(Dataset rows on where objects appear)

* * *

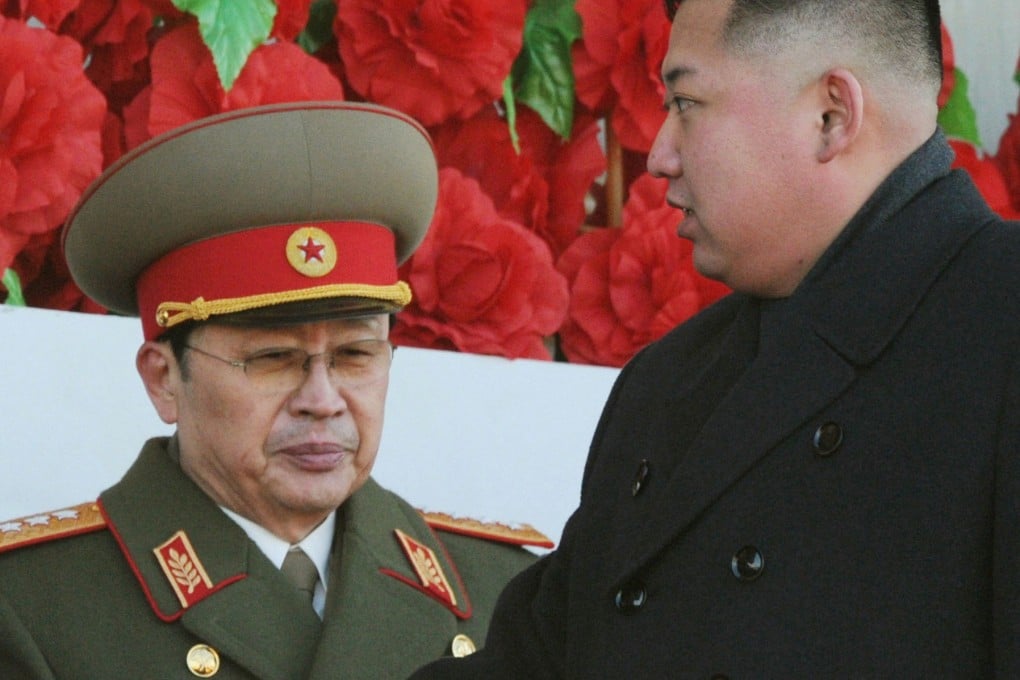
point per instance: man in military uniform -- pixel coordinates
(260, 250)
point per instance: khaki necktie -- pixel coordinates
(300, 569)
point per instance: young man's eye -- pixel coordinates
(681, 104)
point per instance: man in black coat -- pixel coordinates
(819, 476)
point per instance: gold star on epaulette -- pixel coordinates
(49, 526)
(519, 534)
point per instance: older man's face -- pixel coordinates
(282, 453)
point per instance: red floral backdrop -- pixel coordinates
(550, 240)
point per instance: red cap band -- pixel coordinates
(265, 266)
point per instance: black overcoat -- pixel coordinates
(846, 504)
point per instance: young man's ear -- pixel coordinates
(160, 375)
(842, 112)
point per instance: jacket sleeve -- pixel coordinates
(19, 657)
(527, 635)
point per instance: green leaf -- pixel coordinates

* * *

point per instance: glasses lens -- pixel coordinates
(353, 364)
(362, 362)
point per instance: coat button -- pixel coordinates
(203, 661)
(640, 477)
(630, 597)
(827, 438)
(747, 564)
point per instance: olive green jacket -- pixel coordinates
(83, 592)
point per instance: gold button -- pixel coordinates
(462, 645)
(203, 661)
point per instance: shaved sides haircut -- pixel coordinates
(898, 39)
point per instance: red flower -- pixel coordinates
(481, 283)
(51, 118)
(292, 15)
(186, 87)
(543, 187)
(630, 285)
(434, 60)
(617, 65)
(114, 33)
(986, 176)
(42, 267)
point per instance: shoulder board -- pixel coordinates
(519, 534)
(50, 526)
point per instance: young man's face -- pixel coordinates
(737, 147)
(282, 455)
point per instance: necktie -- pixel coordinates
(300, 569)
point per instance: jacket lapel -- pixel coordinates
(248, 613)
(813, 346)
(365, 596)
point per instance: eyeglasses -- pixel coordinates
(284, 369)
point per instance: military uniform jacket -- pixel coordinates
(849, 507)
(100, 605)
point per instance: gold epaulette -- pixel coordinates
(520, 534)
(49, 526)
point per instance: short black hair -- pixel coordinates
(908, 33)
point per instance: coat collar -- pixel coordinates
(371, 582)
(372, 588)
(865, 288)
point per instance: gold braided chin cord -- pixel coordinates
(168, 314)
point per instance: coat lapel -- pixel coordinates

* * *

### WHAT THE TASK REQUIRES:
Give as a JSON list of strings the rows from the line with "point per instance: young man's face" up to and including the line with "point per instance: coat lapel", one string per line, with blank lines left out.

### FULL ANSWER:
[
  "point per instance: young man's face -- pixel coordinates",
  "(737, 147)",
  "(282, 455)",
  "point per instance: necktie -- pixel coordinates",
  "(300, 569)",
  "point per instance: jacket lapel -- pixel coordinates",
  "(248, 613)",
  "(813, 346)",
  "(365, 596)",
  "point per instance: eyeglasses -- pixel coordinates",
  "(284, 369)",
  "point per instance: military uniform jacket -- pixel coordinates",
  "(849, 507)",
  "(100, 605)",
  "point per instance: gold epaulette -- pixel coordinates",
  "(520, 534)",
  "(49, 526)",
  "point per instance: short black hair -- pixel coordinates",
  "(908, 33)",
  "point per instance: coat collar -- pixel coordinates",
  "(371, 582)",
  "(372, 588)",
  "(865, 288)",
  "point per instance: gold braided chin cord -- pixel coordinates",
  "(168, 314)",
  "point per instance: coat lapel -- pixel coordinates"
]